• Brief 1
Can you reproduce the makeup artist interview between "Also, stay humble, there’s" and "I didn’t ask?", inclusive, switching "humble" to "curious"?

What does a typical day look like in your current position? And during an event?

“When I’m in office my day can consists of emails, meetings, conference calls, and lots of planning and executing for upcoming events/trainings. Some days I’m out in the field visiting retailers who carry our products to see how operations are running and to help build relationships between the stores and HQ. During an event there’s a ton of prepping prior to show time. Once all the setup is done that’s when the fun begins. Most of our events consist of networking with event attendees, educating guests on all things Pixi and POP, demoing products, and sometimes teaching masterclasses.”

 

If you knew what you know now, would you have done anything differently?

I sometimes kick myself in the butt for not taking advantage of the power of social media within the beauty community. My career could have went a different path had I dedicated time to creating content and posting client photos/videos from the beginning. I don’t dwell on it though, everything I’ve done has led me to where I am, and I am content with position, for now.”

 

What advice do you have for younger people who are considering a career as a makeup artist?

“My advice for anyone one who is considering pursuing a career as a makeup artist would be to be persistent and never let anyone’s negative experiences or opinions deter you from following your dreams.

Also, stay humble, there’s always more to learn, you will never know it all. As you navigate through the industry remember to stick to your values, know your talent and worth, and stand by your word.”

 

Anything you’d like to add that I didn’t ask?

“I just want to add that there have been many situations in which I didn’t know what I was doing, and that’s okay because that’s the best way to learn. I always say, ‘Fake it till you make it,’ because the way I see it is you have no choice but to succeed and kill it.”

• Position identification records
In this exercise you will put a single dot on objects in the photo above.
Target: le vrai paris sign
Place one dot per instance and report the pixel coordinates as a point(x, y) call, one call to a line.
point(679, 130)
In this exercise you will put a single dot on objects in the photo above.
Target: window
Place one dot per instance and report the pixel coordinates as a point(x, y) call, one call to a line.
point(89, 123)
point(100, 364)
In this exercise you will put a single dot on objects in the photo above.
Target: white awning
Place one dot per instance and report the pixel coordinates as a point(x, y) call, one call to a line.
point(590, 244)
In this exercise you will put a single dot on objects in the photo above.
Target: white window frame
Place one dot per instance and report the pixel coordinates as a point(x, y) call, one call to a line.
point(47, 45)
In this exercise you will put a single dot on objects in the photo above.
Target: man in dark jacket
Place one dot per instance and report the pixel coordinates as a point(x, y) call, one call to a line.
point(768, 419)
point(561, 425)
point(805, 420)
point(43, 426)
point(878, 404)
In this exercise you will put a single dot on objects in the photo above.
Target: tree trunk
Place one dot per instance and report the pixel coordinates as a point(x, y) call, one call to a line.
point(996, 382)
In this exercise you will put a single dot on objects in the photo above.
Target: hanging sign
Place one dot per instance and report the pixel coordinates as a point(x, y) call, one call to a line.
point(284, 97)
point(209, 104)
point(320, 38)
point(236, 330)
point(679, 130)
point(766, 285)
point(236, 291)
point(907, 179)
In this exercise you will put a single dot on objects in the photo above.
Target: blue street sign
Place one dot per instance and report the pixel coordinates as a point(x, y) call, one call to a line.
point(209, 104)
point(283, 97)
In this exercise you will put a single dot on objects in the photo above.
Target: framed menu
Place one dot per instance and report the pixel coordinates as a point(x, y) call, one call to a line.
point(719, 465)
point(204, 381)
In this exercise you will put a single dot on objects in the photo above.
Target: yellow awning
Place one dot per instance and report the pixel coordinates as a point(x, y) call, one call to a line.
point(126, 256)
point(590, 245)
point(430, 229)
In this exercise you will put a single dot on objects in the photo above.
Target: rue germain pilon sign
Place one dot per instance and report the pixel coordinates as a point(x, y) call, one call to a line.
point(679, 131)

• Brief 2
Which lines of the records contain the string "awning"? Copy each of them.

• Task result 1
Also, stay curious, there’s always more to learn, you will never know it all. As you navigate through the industry remember to stick to your values, know your talent and worth, and stand by your word.”

 

Anything you’d like to add that I didn’t ask?

• Task result 2
Target: white awning
Target: yellow awning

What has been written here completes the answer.